>>>>

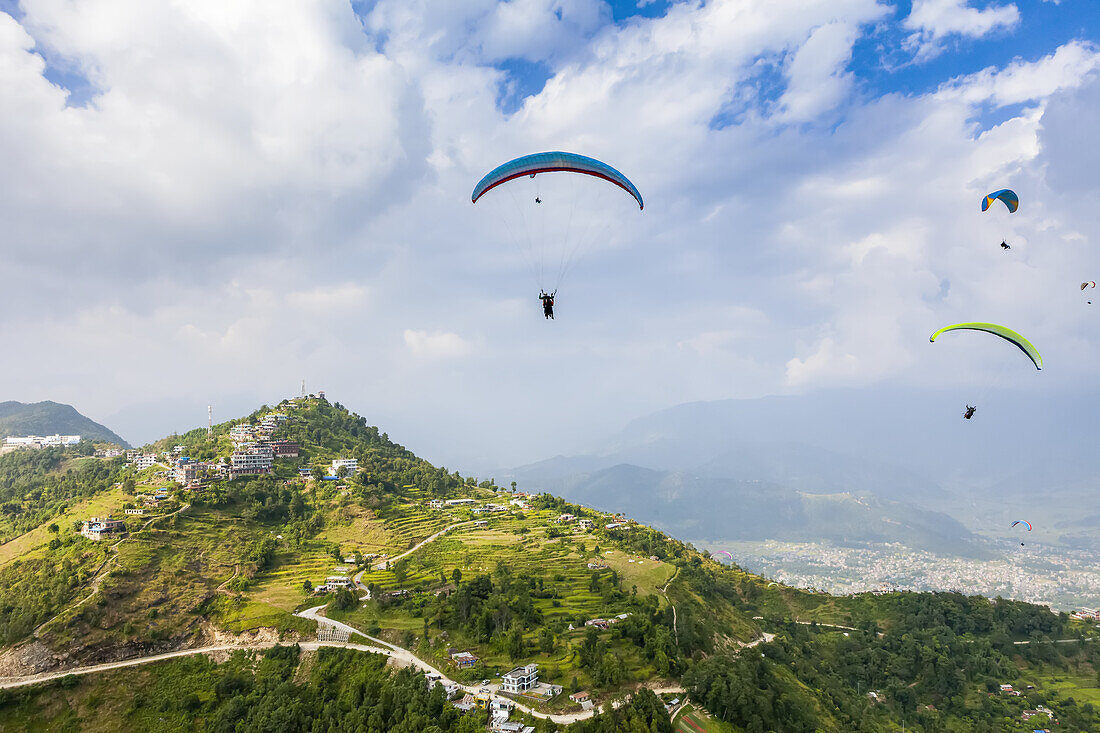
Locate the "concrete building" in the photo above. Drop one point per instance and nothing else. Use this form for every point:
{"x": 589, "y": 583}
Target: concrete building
{"x": 42, "y": 441}
{"x": 242, "y": 433}
{"x": 102, "y": 528}
{"x": 284, "y": 448}
{"x": 520, "y": 679}
{"x": 145, "y": 460}
{"x": 332, "y": 583}
{"x": 350, "y": 463}
{"x": 251, "y": 459}
{"x": 463, "y": 659}
{"x": 188, "y": 471}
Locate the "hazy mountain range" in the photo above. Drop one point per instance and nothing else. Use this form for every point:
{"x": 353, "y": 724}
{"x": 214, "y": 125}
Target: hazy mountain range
{"x": 848, "y": 467}
{"x": 51, "y": 418}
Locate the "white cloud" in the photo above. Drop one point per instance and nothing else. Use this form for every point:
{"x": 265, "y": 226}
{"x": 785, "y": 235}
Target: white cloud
{"x": 437, "y": 345}
{"x": 934, "y": 21}
{"x": 816, "y": 79}
{"x": 262, "y": 193}
{"x": 1023, "y": 81}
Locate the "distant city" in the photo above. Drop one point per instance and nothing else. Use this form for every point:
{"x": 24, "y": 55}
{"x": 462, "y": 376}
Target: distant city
{"x": 1064, "y": 579}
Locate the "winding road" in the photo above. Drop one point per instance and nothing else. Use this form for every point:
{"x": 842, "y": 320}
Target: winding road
{"x": 377, "y": 646}
{"x": 101, "y": 571}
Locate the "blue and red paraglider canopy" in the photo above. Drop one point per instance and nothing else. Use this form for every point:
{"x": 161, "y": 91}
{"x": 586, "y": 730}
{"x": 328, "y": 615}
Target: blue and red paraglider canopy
{"x": 557, "y": 161}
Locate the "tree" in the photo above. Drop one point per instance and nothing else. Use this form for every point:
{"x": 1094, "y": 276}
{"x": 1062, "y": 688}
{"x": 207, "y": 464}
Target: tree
{"x": 515, "y": 642}
{"x": 546, "y": 641}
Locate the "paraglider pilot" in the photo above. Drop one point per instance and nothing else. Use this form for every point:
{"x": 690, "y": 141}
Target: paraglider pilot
{"x": 547, "y": 303}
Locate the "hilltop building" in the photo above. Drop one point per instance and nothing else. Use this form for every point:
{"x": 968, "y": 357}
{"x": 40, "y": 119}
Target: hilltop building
{"x": 350, "y": 463}
{"x": 284, "y": 448}
{"x": 251, "y": 459}
{"x": 97, "y": 528}
{"x": 42, "y": 441}
{"x": 520, "y": 679}
{"x": 143, "y": 461}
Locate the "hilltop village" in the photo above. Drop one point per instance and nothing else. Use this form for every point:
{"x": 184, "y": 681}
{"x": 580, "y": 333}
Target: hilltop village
{"x": 301, "y": 540}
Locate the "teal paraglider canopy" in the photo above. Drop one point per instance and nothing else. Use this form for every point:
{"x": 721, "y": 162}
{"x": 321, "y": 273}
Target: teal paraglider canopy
{"x": 1005, "y": 195}
{"x": 556, "y": 161}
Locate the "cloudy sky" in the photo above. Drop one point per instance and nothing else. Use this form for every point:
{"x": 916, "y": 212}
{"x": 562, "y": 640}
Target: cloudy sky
{"x": 206, "y": 203}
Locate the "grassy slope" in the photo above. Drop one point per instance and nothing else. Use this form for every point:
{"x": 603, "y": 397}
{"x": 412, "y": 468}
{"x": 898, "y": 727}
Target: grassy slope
{"x": 173, "y": 580}
{"x": 28, "y": 543}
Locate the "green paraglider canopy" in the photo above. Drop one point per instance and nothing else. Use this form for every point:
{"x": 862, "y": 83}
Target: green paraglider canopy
{"x": 1005, "y": 334}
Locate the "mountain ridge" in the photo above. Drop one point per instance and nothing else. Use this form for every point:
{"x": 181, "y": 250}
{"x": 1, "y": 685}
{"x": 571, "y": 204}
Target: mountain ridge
{"x": 48, "y": 417}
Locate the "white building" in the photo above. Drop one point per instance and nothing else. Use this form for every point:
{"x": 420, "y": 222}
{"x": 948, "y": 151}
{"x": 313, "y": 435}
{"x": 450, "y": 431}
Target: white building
{"x": 251, "y": 459}
{"x": 101, "y": 527}
{"x": 350, "y": 463}
{"x": 241, "y": 434}
{"x": 333, "y": 583}
{"x": 520, "y": 679}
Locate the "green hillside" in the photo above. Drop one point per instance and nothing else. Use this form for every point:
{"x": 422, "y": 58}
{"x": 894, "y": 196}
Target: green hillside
{"x": 52, "y": 418}
{"x": 237, "y": 559}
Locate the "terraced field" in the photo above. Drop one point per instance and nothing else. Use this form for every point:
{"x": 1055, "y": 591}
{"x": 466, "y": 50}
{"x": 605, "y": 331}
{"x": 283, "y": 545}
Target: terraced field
{"x": 696, "y": 720}
{"x": 25, "y": 544}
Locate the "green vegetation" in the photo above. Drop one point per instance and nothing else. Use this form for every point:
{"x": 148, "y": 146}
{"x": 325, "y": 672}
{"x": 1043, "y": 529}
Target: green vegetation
{"x": 36, "y": 485}
{"x": 51, "y": 418}
{"x": 520, "y": 588}
{"x": 281, "y": 689}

<<<<

## [Exercise]
Quote the full listing above word for word; exclude every picture from the copy.

## [Exercise result]
Locate the "concrete building" in the photo above. Drop one point per instance and nothing else. Use this form for every point:
{"x": 589, "y": 583}
Target: concrete building
{"x": 42, "y": 441}
{"x": 242, "y": 433}
{"x": 102, "y": 528}
{"x": 284, "y": 448}
{"x": 520, "y": 679}
{"x": 145, "y": 460}
{"x": 332, "y": 583}
{"x": 350, "y": 463}
{"x": 251, "y": 459}
{"x": 463, "y": 659}
{"x": 188, "y": 471}
Locate the "hazy mountain range" in the photo above. Drop one point per instance and nothing else. Use this form for every point:
{"x": 353, "y": 724}
{"x": 214, "y": 125}
Target: hazy mountain range
{"x": 848, "y": 467}
{"x": 51, "y": 418}
Locate the "white cloud" in the photo above. Drop one point per instance and nothing else. Use this form for every point:
{"x": 265, "y": 226}
{"x": 785, "y": 235}
Target: white cloud
{"x": 437, "y": 345}
{"x": 934, "y": 21}
{"x": 816, "y": 79}
{"x": 262, "y": 193}
{"x": 1023, "y": 81}
Locate the "distant city" in the photo above. Drop one point per instance and nothing else. Use this form for every point:
{"x": 24, "y": 55}
{"x": 462, "y": 376}
Target: distant city
{"x": 1064, "y": 579}
Locate the "winding road" in the photo above. Drop one point per instance and nothing else. Use this form for every point:
{"x": 842, "y": 320}
Target: winding road
{"x": 377, "y": 646}
{"x": 101, "y": 571}
Locate the "blue and red paraglider canopy" in the photo above. Drop one point per instance and nothing else. Use this form for every point:
{"x": 161, "y": 91}
{"x": 586, "y": 730}
{"x": 328, "y": 615}
Target: blue and red paraglider canopy
{"x": 557, "y": 161}
Locate the "tree" in the photo above. Drop one point per instance and nothing else. Use this form for every point:
{"x": 1094, "y": 276}
{"x": 1062, "y": 688}
{"x": 207, "y": 464}
Target: tree
{"x": 515, "y": 642}
{"x": 546, "y": 641}
Locate the "paraglider pilot" in the photo above. Drop one point per instance and nothing else. Use this form for every point:
{"x": 690, "y": 141}
Target: paraglider pilot
{"x": 547, "y": 303}
Locate the "hilltop building" in the photo above. Drop one point per instance and nothing else. Use this form for every point:
{"x": 968, "y": 357}
{"x": 40, "y": 119}
Target: hilltop building
{"x": 350, "y": 463}
{"x": 284, "y": 448}
{"x": 251, "y": 459}
{"x": 97, "y": 528}
{"x": 42, "y": 441}
{"x": 520, "y": 679}
{"x": 143, "y": 461}
Locate the "hilltop village" in the photo above. Drop one point per instance and nothing else. Use this form for every point:
{"x": 184, "y": 681}
{"x": 580, "y": 333}
Target: hilltop village
{"x": 301, "y": 540}
Locate the "teal paraglider canopy" in the photo above. Drop one point per instance and nothing else. Use this form for every point:
{"x": 721, "y": 162}
{"x": 321, "y": 273}
Target: teal paraglider canopy
{"x": 1005, "y": 195}
{"x": 556, "y": 161}
Locate the "cloudy sky" in the photo above. Drop one point per instance and nothing else. Use this form for every point:
{"x": 916, "y": 212}
{"x": 562, "y": 640}
Target: cloudy sky
{"x": 206, "y": 203}
Locate the "grassy slope" in the photo above. Drop one point per instance and nothing else. Use this form for every point:
{"x": 603, "y": 397}
{"x": 412, "y": 468}
{"x": 898, "y": 727}
Target: grassy slope
{"x": 173, "y": 580}
{"x": 28, "y": 543}
Locate the "green paraglider canopy" in the photo above. Drop one point per instance and nothing else. Use this form for every point:
{"x": 862, "y": 83}
Target: green paraglider canopy
{"x": 1005, "y": 334}
Locate the "mountain ridge" in the photo above. Drop one point per instance and nothing else. Use this form for every point:
{"x": 181, "y": 250}
{"x": 1, "y": 685}
{"x": 571, "y": 204}
Target: mountain ridge
{"x": 48, "y": 417}
Locate the "white building" in the photo above. Drop one point per instance and nothing else. Use this form for every point:
{"x": 420, "y": 222}
{"x": 948, "y": 151}
{"x": 313, "y": 435}
{"x": 450, "y": 431}
Target: white building
{"x": 251, "y": 459}
{"x": 101, "y": 527}
{"x": 350, "y": 463}
{"x": 241, "y": 434}
{"x": 333, "y": 583}
{"x": 520, "y": 679}
Locate the "green hillside" in the photo above. Drop one point per instance and nothing else. Use this form for every point:
{"x": 422, "y": 58}
{"x": 894, "y": 196}
Target: green hillside
{"x": 52, "y": 418}
{"x": 237, "y": 559}
Locate the "terraced field" in the photo above. Drop one point per instance and nothing else. Use this form for every point:
{"x": 1055, "y": 591}
{"x": 466, "y": 50}
{"x": 605, "y": 331}
{"x": 283, "y": 545}
Target: terraced field
{"x": 696, "y": 720}
{"x": 25, "y": 544}
Locate the "green vegetation" in the photo above. Drop one point per instance and nothing else. Use this form for every point:
{"x": 148, "y": 146}
{"x": 325, "y": 672}
{"x": 1043, "y": 529}
Target: green vegetation
{"x": 36, "y": 485}
{"x": 51, "y": 418}
{"x": 520, "y": 588}
{"x": 281, "y": 689}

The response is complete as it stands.